### Task instructions
Pick out and copy each line of the data that contains the string "white". The match is case-sensitive.
##############################
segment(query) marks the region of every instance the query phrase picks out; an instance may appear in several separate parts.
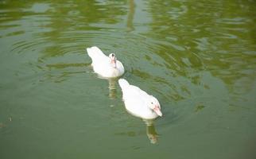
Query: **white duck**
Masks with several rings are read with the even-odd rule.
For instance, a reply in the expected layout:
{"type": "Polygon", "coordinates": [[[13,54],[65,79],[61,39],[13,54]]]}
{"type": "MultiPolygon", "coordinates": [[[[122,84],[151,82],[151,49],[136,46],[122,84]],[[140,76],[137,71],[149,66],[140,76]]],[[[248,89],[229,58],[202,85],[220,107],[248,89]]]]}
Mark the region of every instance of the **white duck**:
{"type": "Polygon", "coordinates": [[[91,57],[93,70],[99,76],[107,78],[121,76],[125,69],[122,64],[117,60],[115,55],[111,53],[107,56],[98,47],[87,48],[87,51],[91,57]]]}
{"type": "Polygon", "coordinates": [[[158,100],[126,80],[120,79],[118,83],[122,91],[122,99],[126,110],[134,116],[145,119],[162,116],[158,100]]]}

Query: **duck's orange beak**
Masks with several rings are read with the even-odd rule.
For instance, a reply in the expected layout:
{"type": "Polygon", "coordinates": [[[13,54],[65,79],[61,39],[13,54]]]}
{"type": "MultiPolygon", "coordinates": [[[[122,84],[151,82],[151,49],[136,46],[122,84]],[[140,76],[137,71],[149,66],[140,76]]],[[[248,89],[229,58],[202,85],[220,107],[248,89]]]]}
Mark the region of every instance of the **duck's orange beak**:
{"type": "Polygon", "coordinates": [[[163,114],[161,113],[161,110],[160,110],[160,107],[159,106],[155,106],[155,107],[153,109],[154,112],[157,113],[157,114],[158,114],[159,116],[162,116],[163,114]]]}

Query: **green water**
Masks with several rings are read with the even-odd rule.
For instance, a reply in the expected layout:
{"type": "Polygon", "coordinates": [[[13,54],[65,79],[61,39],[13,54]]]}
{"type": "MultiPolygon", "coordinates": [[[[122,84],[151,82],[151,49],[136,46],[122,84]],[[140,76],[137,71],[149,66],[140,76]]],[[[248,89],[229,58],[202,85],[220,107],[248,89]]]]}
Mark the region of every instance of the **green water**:
{"type": "Polygon", "coordinates": [[[256,158],[256,2],[0,1],[0,158],[256,158]],[[125,110],[86,47],[156,96],[125,110]],[[156,143],[155,143],[156,142],[156,143]]]}

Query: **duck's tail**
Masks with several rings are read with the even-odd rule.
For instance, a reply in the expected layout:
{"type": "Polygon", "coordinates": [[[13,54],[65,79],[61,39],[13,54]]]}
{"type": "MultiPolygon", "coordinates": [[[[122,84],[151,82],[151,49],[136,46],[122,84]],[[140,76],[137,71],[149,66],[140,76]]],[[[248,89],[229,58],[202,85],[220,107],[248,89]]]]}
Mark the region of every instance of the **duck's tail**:
{"type": "Polygon", "coordinates": [[[127,80],[124,80],[124,79],[119,79],[118,80],[118,83],[120,87],[122,88],[122,90],[125,89],[126,87],[127,87],[128,86],[130,86],[129,83],[127,82],[127,80]]]}

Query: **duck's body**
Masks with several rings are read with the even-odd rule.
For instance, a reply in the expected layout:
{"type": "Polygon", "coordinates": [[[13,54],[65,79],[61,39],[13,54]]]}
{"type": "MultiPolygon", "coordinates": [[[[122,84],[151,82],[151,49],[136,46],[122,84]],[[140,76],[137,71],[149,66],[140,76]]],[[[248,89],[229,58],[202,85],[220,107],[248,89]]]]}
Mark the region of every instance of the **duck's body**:
{"type": "Polygon", "coordinates": [[[120,79],[118,83],[122,88],[125,107],[130,114],[145,119],[162,116],[160,104],[156,98],[139,87],[130,85],[124,79],[120,79]]]}
{"type": "Polygon", "coordinates": [[[88,56],[91,57],[95,72],[107,78],[121,76],[125,69],[122,64],[116,60],[114,54],[111,53],[107,56],[98,47],[87,48],[88,56]]]}

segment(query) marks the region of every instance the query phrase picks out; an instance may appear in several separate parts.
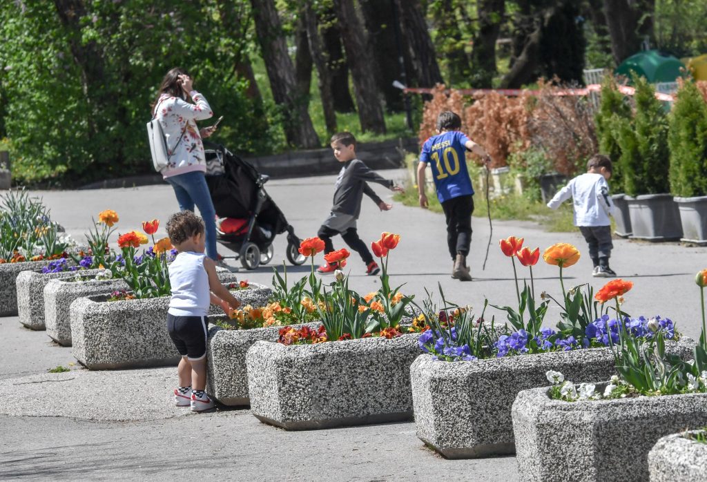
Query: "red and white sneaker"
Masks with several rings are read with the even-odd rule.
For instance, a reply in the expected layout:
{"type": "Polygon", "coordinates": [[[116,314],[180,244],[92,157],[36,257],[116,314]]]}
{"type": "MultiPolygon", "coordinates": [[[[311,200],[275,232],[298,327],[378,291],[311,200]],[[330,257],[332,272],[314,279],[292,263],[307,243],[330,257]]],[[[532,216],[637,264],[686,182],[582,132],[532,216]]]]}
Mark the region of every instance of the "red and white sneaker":
{"type": "Polygon", "coordinates": [[[317,268],[317,272],[321,274],[330,274],[334,271],[337,271],[337,264],[322,264],[319,268],[317,268]]]}
{"type": "Polygon", "coordinates": [[[214,401],[209,398],[209,395],[204,394],[201,396],[197,396],[196,394],[192,392],[192,411],[203,412],[204,410],[209,410],[216,406],[214,401]]]}
{"type": "Polygon", "coordinates": [[[179,389],[175,389],[175,405],[177,406],[189,406],[192,404],[192,390],[182,393],[179,389]]]}
{"type": "Polygon", "coordinates": [[[374,274],[378,274],[380,272],[380,268],[378,266],[378,264],[375,261],[372,261],[368,263],[368,266],[366,267],[366,274],[369,276],[373,276],[374,274]]]}

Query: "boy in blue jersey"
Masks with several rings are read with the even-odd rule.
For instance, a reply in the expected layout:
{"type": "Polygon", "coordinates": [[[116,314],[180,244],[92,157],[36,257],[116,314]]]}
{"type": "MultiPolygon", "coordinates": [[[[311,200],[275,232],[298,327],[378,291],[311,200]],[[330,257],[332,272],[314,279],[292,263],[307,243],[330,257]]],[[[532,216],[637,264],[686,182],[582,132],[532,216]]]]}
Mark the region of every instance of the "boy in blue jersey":
{"type": "Polygon", "coordinates": [[[417,166],[417,189],[420,206],[427,207],[425,195],[425,168],[429,163],[439,199],[447,221],[447,244],[452,256],[452,278],[471,281],[467,266],[472,243],[472,213],[474,212],[474,189],[467,169],[466,151],[481,156],[486,163],[491,156],[486,150],[471,141],[458,129],[462,119],[450,111],[437,117],[437,136],[425,141],[417,166]]]}

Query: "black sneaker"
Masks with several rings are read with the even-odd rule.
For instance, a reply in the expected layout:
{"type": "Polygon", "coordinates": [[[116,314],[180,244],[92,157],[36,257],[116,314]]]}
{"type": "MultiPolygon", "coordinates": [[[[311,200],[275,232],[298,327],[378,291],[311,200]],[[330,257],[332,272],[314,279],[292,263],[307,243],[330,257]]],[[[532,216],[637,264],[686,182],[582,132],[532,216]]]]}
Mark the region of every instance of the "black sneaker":
{"type": "Polygon", "coordinates": [[[609,266],[597,266],[592,276],[595,278],[616,278],[617,274],[609,266]]]}

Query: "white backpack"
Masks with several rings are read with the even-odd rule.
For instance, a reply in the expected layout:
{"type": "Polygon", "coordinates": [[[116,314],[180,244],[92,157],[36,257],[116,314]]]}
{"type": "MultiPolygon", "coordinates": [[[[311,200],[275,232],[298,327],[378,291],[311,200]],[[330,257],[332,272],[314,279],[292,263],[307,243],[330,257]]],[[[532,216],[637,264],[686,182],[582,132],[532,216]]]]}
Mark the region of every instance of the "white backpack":
{"type": "Polygon", "coordinates": [[[157,119],[158,107],[159,107],[159,104],[155,107],[155,117],[152,118],[151,121],[147,123],[147,139],[150,141],[150,153],[152,154],[152,165],[155,167],[155,170],[160,172],[169,165],[170,158],[172,157],[172,154],[174,154],[177,146],[179,146],[179,143],[182,141],[184,133],[187,131],[187,127],[185,126],[184,130],[182,131],[182,135],[180,136],[179,140],[177,141],[174,148],[172,149],[172,153],[168,154],[169,150],[167,148],[167,140],[165,139],[165,132],[162,130],[162,124],[160,124],[159,119],[157,119]]]}

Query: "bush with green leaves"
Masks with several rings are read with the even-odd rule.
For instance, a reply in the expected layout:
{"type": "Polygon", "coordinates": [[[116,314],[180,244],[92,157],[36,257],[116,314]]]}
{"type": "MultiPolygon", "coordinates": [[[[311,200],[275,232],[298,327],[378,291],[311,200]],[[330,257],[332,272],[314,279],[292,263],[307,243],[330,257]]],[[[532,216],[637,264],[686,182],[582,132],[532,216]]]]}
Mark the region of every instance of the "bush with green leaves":
{"type": "Polygon", "coordinates": [[[670,192],[707,196],[707,103],[694,82],[682,84],[669,118],[670,192]]]}
{"type": "Polygon", "coordinates": [[[636,107],[631,119],[617,119],[624,192],[629,196],[669,192],[667,116],[648,81],[634,76],[636,107]]]}

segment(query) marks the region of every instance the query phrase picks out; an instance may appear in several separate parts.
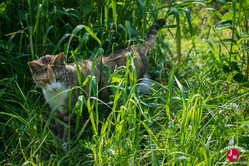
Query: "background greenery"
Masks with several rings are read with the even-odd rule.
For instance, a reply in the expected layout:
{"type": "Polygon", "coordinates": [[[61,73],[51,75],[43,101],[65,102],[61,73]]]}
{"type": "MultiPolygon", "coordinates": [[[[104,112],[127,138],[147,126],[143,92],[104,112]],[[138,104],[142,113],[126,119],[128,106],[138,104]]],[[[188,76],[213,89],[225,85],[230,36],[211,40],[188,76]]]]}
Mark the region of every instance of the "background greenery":
{"type": "Polygon", "coordinates": [[[3,0],[1,165],[218,165],[228,162],[228,146],[239,146],[238,161],[248,165],[248,9],[246,0],[3,0]],[[86,104],[89,115],[63,150],[27,62],[59,52],[72,62],[137,44],[159,18],[167,25],[149,55],[153,93],[136,94],[130,62],[123,77],[122,69],[110,76],[106,109],[90,76],[96,93],[71,110],[80,115],[86,104]]]}

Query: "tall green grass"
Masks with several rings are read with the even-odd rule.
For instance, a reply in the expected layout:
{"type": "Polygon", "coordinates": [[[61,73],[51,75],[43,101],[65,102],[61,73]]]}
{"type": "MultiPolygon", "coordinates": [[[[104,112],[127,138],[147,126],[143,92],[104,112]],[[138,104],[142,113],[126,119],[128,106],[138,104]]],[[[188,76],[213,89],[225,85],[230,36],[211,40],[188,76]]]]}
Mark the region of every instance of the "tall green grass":
{"type": "Polygon", "coordinates": [[[219,165],[228,162],[226,147],[235,146],[238,161],[248,164],[248,6],[233,0],[223,5],[230,12],[222,14],[211,5],[1,2],[1,165],[219,165]],[[202,16],[209,18],[207,24],[202,16]],[[86,80],[78,74],[74,88],[90,83],[91,90],[88,99],[80,96],[69,108],[77,114],[77,134],[63,150],[48,129],[58,121],[56,108],[48,107],[33,84],[27,61],[65,52],[68,63],[87,58],[96,63],[103,50],[143,41],[158,18],[167,25],[148,56],[152,93],[136,93],[141,83],[131,56],[114,73],[103,66],[113,90],[109,102],[98,99],[103,89],[93,70],[86,80]]]}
##############################
### Result
Query: **white duck**
Mark the region of every instance of the **white duck**:
Query: "red and white sneaker"
Mark the region of every instance of the "red and white sneaker":
Query: "white backpack"
Mark the region of every instance of the "white backpack":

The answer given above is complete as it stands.